WHAT THE TASK REQUIRES:
Your response should consist solely of the lines from the one containing "Annotate the white background" through the end of the data, copied exactly.

RECORDS SUPPLIED:
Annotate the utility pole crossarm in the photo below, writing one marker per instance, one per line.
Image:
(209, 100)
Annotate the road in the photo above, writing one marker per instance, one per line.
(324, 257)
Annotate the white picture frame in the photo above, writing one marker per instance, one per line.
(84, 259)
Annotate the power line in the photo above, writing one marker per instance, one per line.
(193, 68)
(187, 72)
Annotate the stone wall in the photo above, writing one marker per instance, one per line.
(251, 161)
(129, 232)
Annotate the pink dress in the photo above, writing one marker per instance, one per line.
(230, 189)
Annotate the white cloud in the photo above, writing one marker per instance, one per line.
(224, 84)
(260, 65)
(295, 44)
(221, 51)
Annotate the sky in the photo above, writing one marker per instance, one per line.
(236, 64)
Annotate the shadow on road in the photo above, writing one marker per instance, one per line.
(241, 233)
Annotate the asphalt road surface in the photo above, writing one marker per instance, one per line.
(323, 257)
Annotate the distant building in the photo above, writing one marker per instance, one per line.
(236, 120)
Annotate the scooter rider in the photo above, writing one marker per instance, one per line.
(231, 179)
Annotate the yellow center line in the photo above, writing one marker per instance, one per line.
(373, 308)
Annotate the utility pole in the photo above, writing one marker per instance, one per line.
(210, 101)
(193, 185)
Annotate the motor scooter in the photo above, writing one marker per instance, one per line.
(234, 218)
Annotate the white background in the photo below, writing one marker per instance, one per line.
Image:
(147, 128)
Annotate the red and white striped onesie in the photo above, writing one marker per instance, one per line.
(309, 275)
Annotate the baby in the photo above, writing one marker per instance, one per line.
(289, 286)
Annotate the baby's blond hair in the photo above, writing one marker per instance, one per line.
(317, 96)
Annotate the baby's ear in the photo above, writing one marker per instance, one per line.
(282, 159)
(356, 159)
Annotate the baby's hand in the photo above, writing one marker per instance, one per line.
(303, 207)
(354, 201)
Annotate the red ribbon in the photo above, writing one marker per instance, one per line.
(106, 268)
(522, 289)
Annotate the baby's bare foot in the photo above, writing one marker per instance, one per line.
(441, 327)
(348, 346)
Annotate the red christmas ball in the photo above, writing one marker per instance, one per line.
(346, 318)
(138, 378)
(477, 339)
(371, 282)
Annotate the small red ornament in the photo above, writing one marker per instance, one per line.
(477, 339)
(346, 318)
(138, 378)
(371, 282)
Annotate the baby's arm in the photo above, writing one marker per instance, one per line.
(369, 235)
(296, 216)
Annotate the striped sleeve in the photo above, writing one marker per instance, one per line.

RESULT FOR THIS TASK:
Annotate the white background in the photo below, writing one marker per instance, one per line.
Image:
(147, 128)
Annotate the red and white striped onesie in the photo above, writing one marker per instance, one per line.
(309, 275)
Annotate the baby in the photo above, writing one marker per instance, one per line.
(289, 286)
Annotate the baby's blond hair in the photo above, writing one marker per instance, one per line.
(317, 96)
Annotate the baby's ear in the photo above, writing one marker per instance, one per line.
(282, 159)
(356, 159)
Annotate the baby's hand in the photo above, writing one marker per instance, one per line.
(303, 207)
(354, 201)
Annotate the red ribbon in the photo above, writing one marker per instance, one per line.
(106, 268)
(522, 289)
Annotate the baby's bare foot in the photo above, writing one marker per instance, one per line.
(441, 327)
(348, 346)
Annotate the red christmas ball in the photo above, writing one marker per instance, one per line.
(346, 318)
(138, 378)
(477, 339)
(371, 282)
Annotate the small red ornament in the photo above, writing one marker per instance, one per line.
(477, 339)
(346, 318)
(138, 378)
(371, 282)
Annotate the baby's arm in the photo above, writing one marker per instance, one per line.
(369, 235)
(296, 216)
Annotate the striped sleeve in the photo above, writing one marker per instance, one per line.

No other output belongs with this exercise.